▶ **Extracted text**:
RESEARCH PROJECTS
GRAPHENE: FDA & UNIVERSITY PARTNERS
ARA organized a consortium of scientists at the five research universities in Arkansas, under two FDA contracts, to significantly advance the ability to understand the potential environmental, health, and safety effects of graphene, and are expanding this technique more generally to carbon-based nanomaterials, including carbon nanotubes. The rapidly growing applications of nanotechnology products demand urgent development of more sensitive, rapid, and accurate methods for evaluation of nano-product safety and toxicity minimization.
Most manufacturers are largely unaware of the level of graphene impurity, but have slated it for use in everything from consumer electronics (smart phone cases that can instantly change color) and wearable medical technology (e.g. patches that measure blood sugar levels in diabetics) to industrial processes (e.g. manufacture of solar cells that convert rain water to electricity and plastics processing and equipment manufacturing for food packaging, agriculture, building, aerospace, and automotive industries).

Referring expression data
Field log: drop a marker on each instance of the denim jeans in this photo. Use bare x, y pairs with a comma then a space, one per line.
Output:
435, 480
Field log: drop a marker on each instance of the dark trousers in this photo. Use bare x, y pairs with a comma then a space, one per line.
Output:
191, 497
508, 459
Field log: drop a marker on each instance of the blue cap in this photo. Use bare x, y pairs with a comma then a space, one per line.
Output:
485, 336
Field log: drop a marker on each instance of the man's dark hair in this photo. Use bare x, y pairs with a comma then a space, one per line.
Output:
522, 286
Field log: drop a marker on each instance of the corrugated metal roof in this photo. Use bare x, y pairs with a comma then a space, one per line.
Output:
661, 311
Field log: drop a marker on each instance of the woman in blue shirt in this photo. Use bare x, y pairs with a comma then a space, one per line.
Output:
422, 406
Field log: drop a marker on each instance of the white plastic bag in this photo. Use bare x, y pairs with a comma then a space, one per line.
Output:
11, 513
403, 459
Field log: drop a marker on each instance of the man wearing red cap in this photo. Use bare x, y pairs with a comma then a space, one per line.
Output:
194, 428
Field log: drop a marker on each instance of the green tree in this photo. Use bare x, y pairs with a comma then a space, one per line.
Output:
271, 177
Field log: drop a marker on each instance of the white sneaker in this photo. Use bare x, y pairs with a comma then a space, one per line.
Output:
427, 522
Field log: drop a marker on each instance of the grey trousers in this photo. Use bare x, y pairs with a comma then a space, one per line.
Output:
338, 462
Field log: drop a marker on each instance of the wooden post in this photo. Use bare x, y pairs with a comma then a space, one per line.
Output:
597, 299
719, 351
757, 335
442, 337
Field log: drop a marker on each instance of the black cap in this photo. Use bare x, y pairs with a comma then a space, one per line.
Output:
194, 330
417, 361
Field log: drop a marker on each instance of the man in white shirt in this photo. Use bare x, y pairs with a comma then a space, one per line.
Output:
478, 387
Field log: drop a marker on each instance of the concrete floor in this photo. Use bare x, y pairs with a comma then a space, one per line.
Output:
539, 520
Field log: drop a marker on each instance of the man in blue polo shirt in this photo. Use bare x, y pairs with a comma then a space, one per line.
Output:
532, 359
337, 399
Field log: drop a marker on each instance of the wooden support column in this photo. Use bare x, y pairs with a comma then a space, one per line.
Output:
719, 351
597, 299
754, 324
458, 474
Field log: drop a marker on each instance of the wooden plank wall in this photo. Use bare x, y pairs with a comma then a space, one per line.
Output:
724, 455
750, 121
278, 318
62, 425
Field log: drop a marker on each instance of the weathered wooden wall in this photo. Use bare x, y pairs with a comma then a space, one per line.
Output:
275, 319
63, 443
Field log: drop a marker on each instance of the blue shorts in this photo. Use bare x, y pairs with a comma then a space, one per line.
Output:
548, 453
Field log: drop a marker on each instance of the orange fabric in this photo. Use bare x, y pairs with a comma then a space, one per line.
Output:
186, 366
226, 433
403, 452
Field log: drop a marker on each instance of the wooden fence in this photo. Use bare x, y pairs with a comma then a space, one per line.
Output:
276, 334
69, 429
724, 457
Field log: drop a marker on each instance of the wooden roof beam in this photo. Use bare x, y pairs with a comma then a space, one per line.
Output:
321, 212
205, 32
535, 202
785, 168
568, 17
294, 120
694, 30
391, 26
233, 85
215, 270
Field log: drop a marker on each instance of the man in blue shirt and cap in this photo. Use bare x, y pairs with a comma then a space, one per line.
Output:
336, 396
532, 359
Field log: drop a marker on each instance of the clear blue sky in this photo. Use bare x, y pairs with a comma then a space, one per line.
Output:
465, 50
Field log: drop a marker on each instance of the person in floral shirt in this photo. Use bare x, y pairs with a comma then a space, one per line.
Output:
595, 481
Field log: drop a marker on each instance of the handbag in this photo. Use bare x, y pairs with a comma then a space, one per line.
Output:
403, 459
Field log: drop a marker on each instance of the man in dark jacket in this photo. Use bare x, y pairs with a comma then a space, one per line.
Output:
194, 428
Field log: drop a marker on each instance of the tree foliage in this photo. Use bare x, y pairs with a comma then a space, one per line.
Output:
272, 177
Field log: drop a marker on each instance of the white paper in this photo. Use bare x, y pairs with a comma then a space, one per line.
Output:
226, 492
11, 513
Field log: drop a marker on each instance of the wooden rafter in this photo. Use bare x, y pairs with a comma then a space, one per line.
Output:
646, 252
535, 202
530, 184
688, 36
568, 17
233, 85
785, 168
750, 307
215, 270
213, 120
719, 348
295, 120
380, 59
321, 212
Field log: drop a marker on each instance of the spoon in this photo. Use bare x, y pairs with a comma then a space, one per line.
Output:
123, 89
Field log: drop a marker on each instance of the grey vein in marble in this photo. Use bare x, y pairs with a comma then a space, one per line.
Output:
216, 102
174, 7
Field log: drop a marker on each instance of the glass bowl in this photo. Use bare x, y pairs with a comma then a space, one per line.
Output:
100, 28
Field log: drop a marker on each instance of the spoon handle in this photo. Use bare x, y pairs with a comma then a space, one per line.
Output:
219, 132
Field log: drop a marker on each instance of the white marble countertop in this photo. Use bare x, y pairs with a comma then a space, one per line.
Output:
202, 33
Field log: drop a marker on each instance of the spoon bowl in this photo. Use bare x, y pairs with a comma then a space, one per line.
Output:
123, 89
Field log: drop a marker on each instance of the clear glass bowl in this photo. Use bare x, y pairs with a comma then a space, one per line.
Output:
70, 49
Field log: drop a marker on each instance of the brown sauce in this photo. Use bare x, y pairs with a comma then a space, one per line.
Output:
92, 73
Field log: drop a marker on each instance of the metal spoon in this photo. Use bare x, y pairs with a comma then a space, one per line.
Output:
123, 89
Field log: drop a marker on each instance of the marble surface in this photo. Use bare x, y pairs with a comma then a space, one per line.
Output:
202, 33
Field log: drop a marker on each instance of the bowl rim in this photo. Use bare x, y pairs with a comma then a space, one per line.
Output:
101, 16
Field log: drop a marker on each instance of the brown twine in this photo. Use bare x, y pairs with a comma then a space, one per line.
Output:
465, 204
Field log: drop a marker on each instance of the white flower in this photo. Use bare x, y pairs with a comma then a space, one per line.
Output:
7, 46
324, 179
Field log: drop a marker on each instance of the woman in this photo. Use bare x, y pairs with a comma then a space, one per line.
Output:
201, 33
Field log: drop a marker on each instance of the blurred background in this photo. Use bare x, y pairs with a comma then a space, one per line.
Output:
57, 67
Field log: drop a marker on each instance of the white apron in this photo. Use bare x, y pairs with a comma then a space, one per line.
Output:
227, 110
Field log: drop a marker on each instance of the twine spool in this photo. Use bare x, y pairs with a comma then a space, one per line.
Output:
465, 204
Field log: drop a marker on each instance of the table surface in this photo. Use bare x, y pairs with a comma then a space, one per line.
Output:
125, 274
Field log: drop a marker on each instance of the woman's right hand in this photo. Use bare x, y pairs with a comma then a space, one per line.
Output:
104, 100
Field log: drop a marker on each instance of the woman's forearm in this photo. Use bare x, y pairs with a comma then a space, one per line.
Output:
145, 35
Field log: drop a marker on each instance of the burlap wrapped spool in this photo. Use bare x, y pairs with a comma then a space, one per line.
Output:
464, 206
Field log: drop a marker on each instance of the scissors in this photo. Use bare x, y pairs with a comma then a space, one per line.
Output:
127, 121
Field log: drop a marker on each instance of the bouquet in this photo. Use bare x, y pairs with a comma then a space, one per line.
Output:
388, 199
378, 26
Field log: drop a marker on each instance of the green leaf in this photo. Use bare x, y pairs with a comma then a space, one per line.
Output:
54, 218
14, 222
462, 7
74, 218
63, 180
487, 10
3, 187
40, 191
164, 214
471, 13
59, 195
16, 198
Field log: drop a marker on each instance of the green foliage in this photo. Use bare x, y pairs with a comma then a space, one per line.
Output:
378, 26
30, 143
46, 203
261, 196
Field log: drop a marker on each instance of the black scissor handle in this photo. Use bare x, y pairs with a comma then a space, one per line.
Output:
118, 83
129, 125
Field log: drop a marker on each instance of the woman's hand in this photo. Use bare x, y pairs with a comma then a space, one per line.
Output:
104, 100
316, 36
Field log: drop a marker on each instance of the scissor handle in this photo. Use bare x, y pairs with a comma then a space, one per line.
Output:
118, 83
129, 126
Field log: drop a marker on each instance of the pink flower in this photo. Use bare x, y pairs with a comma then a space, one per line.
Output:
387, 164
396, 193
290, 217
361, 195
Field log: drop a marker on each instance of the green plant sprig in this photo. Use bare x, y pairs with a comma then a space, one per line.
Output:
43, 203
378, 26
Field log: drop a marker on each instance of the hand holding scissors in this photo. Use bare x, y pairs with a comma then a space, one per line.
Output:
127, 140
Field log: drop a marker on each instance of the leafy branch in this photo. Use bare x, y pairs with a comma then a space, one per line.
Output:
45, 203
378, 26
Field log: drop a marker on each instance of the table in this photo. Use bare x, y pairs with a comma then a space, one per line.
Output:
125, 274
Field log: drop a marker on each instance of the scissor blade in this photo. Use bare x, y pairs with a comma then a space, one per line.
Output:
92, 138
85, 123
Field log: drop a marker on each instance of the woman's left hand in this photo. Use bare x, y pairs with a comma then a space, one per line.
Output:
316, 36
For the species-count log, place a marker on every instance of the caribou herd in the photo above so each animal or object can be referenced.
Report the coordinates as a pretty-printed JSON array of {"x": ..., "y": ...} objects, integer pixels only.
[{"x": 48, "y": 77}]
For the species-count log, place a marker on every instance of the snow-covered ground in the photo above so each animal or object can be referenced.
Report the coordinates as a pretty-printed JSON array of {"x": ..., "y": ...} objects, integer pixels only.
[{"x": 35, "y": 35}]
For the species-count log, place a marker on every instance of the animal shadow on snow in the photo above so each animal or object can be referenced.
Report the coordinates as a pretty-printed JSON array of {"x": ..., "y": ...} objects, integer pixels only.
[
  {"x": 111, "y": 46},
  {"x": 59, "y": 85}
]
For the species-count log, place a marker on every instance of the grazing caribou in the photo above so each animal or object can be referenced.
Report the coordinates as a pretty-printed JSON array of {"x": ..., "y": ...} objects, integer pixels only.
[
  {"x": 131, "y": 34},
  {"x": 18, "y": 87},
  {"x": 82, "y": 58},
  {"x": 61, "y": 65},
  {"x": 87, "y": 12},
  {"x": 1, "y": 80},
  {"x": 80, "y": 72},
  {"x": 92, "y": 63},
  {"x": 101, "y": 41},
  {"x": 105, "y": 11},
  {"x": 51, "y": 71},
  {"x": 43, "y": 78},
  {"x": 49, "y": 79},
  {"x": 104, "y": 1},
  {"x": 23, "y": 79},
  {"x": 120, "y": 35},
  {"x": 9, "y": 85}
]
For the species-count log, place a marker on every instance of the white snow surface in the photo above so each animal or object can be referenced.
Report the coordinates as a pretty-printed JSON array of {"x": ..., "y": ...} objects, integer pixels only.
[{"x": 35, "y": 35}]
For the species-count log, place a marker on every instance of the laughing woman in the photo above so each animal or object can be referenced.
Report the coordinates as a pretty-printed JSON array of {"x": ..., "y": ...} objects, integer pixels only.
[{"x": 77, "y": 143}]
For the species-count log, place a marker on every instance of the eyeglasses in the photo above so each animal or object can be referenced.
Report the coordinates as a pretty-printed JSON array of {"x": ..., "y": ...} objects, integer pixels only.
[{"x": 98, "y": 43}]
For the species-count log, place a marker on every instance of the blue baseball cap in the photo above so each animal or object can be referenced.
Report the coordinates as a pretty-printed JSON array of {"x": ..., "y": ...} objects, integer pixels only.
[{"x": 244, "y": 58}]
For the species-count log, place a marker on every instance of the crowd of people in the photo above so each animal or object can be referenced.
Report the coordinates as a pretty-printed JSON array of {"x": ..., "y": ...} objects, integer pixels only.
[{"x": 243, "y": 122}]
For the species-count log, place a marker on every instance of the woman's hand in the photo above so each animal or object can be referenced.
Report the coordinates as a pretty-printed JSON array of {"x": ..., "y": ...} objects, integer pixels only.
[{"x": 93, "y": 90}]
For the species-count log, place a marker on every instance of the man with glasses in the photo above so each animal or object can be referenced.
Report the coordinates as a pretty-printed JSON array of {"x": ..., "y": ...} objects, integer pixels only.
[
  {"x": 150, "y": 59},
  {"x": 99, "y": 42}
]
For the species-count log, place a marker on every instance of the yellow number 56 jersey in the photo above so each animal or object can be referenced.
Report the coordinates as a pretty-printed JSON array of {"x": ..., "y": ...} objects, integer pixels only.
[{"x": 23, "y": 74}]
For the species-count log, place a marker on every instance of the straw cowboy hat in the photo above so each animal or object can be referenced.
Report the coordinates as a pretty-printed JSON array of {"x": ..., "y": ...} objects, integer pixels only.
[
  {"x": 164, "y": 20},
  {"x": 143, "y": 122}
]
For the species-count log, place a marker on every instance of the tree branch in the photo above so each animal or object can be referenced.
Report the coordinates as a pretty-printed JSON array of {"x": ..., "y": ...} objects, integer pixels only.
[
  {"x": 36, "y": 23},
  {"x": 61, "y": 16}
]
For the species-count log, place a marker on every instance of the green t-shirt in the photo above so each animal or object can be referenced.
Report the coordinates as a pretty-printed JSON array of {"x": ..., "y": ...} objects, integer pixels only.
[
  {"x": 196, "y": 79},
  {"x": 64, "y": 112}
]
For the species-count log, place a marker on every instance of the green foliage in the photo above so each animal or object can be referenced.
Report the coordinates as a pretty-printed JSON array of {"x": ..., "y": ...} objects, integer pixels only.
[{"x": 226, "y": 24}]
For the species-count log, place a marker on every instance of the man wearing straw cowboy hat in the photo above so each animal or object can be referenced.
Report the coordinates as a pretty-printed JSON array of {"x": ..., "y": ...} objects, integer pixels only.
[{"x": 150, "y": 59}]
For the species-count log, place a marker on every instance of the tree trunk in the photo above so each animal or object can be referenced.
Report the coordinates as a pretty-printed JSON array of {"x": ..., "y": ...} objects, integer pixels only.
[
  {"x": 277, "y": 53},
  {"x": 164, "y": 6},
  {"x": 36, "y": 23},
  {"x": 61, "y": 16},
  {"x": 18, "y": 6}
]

▶ **Work task 1**: List the industries that the graphene project description names after the words "equipment manufacturing for".
▶ **Work task 2**: Carry on writing the graphene project description from the point after its last sentence.
The data bear no relation to the graphene project description.

▶ **Written answer 1**: Food packaging, agriculture, building, aerospace, automotive

▶ **Written answer 2**:
In order to work with this difficult molecule and to obtain desired function, users often alter its structure through processes of oxidation. In the process of working with this difficult set of molecules, researchers discovered new ways to detect the presence and toxicity of graphene in its many states and within cells. This information is becoming increasingly important to industry, but equally important to the FDA as they build and adopt new tools and techniques for regulatory decision making.